IQNA

UN Urged to End Saudi Aggression on Yemen

8:46 - May 03, 2015
News ID: 3246148
TEHRAN (IQNA) – Yemen’s Houthi Ansarullah movement has called on the United Nations to seek an end to Saudi Arabia’s aggression against the impoverished country.

We look forward to your active humanitarian role in order to terminate the unjustified Saudi aggression against the besieged and oppressed people of Yemen, said the movement’s head of foreign relations, Hussein al-Ezzi, in a letter addressed to UN Secretary General Ban Ki-moon on Saturday.

According to the letter, the fuel stored at Yemeni hospitals, where thousands of injured people are being treated, will be finished in the next 24 hours, Press TV reported.

The UN and the International Committee of the Red Cross warned on Friday that fuel shortages are threatening to stop relief operations in Yemen.

The letter also listed several areas targeted by Saudi airstrikes, including in the provinces of Ta’izz, al-Jouf, Ma'rib, Aden and Sa’ada, and Sa’awan neighborhood in Yemen’s capital city of Sana’a.
Scores of residents of Sa’awan were killed or injured in Saudi raids while they were asleep, the letter read.

Saudi warplanes regularly bomb Yemen’s infrastructures, including hospitals as well as the people’s houses and vehicles, according to the letter.

Saudi Arabia launched its military aggression against Yemen on March 26 - without a UN mandate - in a bid to undermine the Houthi Ansarullah movement and to restore power to the country’s fugitive former president, Abd Rabbuh Mansur Hadi, who is a staunch ally of Riyadh.

On April 21, Riyadh announced the end of the first phase of its unlawful military operations, but airstrikes have continued with Saudi bombers targeting different areas across the country in a new phase.

UN Humanitarian Coordinator for Yemen Johannes van der Klaauw warned on Saturday of imminent collapse of Yemen's infrastructure due to a major fuel shortage in the war-torn country.

"The services still available in the country in terms of health, water, and food are quickly disappearing because fuel is no longer being brought into the country," van der Klaauw said.

On Friday, the World Health Organization said 1,244 Yemenis lost their lives and 5,044 others were injured from March 19 to April 27. Hundreds of women and children are among the victims, according to the WHO.

* **YOUR TASKS**
1. Answer these from the news report on Yemen:
(a) Who is the movement's head of foreign relations?
(b) On what date did Saudi Arabia launch its military aggression against Yemen?
(c) According to the WHO, how many Yemenis were injured from March 19 to April 27?
2. Retype the part of the news report on Yemen between "Saudi Arabia launched" and "a new phase.", inclusive.
You won't need the items after the news report on Yemen for any of this.

* **INFORMATION PROVIDED**

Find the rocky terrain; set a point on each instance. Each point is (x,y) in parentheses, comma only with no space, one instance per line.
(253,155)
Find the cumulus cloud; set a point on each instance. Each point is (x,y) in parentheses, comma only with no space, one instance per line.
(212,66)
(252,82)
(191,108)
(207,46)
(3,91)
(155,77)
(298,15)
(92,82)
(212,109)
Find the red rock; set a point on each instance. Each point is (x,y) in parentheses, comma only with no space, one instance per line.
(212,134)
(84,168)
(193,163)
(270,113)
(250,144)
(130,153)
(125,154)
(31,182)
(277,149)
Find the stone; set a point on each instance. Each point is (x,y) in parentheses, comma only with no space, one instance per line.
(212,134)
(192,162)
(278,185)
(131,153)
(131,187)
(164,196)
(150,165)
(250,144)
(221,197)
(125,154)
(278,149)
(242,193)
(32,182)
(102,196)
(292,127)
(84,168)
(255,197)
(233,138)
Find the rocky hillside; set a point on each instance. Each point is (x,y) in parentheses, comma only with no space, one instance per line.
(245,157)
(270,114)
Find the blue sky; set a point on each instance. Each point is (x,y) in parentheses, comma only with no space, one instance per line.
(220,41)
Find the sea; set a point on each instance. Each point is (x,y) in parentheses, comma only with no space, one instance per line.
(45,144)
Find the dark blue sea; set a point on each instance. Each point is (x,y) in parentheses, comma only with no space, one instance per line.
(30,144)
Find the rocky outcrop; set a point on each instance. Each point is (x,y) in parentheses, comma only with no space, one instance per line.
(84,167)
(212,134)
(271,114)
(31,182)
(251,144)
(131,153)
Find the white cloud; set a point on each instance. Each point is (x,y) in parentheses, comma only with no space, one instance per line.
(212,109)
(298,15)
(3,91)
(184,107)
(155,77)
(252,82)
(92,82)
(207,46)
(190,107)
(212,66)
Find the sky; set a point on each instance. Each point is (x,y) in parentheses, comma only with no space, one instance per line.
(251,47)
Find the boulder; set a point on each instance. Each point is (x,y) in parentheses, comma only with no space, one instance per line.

* **YOUR WRITTEN ANSWERS**
1.
(a) Hussein al-Ezzi
(b) March 26
(c) 5,044

2.
Saudi Arabia launched its military aggression against Yemen on March 26 - without a UN mandate - in a bid to undermine the Houthi Ansarullah movement and to restore power to the country’s fugitive former president, Abd Rabbuh Mansur Hadi, who is a staunch ally of Riyadh.

On April 21, Riyadh announced the end of the first phase of its unlawful military operations, but airstrikes have continued with Saudi bombers targeting different areas across the country in a new phase.